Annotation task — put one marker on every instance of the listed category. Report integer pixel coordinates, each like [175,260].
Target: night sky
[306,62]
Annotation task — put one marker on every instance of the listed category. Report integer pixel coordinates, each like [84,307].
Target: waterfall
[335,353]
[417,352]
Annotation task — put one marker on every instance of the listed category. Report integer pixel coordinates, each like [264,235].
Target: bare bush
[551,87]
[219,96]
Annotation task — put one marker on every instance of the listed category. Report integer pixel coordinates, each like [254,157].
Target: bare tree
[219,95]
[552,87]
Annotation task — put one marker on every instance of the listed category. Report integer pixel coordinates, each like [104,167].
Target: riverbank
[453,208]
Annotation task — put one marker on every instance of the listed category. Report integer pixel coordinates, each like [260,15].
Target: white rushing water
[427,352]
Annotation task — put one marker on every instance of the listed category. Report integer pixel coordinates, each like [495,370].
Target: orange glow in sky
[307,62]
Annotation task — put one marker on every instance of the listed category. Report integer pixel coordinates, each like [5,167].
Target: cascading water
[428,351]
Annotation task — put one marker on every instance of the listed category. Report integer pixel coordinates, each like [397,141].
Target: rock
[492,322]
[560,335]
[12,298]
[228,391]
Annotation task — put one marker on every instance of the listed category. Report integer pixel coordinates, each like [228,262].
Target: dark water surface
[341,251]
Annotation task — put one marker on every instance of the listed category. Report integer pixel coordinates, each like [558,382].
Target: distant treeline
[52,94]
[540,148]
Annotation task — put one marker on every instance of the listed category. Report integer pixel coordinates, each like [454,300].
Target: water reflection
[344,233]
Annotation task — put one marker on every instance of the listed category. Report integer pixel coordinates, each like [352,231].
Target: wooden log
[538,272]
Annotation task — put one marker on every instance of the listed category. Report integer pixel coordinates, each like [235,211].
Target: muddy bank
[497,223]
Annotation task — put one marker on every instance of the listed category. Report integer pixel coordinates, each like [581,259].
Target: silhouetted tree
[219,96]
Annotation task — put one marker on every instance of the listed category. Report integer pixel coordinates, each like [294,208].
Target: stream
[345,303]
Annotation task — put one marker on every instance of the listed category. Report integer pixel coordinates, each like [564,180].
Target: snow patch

* [REQUEST]: Scale the listing above from the line with "each like [454,300]." up to and including its last line. Reproduce every one of those lines, requests included, but multiply each coordinate in the answer points by 2.35 and round to the nearest whole number, with halves rounding up. Leave the requests and their format samples unchanged.

* [SOLUTION FOR THIS TASK]:
Annotation task — put one marker on every instance of the listed category. Report integer pixel coordinates, each like [454,300].
Target: water reflection
[808,548]
Annotation task — put one marker on every instance of the listed category. Report integer pixel coordinates, each like [352,231].
Target: wooden log
[1264,639]
Annotation task — put one marker on every instance of the listed category. Report integer pixel coordinates, each like [235,211].
Target: muddy bank
[1168,524]
Annotation task — put one marker on every instance of the listed category. Report integer pixel coordinates, each like [581,259].
Target: silhouetted tree
[515,226]
Annotation task — put one marker on every instance of the listed category. Report integer pixel coordinates, each like [294,208].
Target: stream
[811,712]
Annotation task — put one marker on every instance of the listed category. Report integer pixel coordinates, each like [564,180].
Target: snow patch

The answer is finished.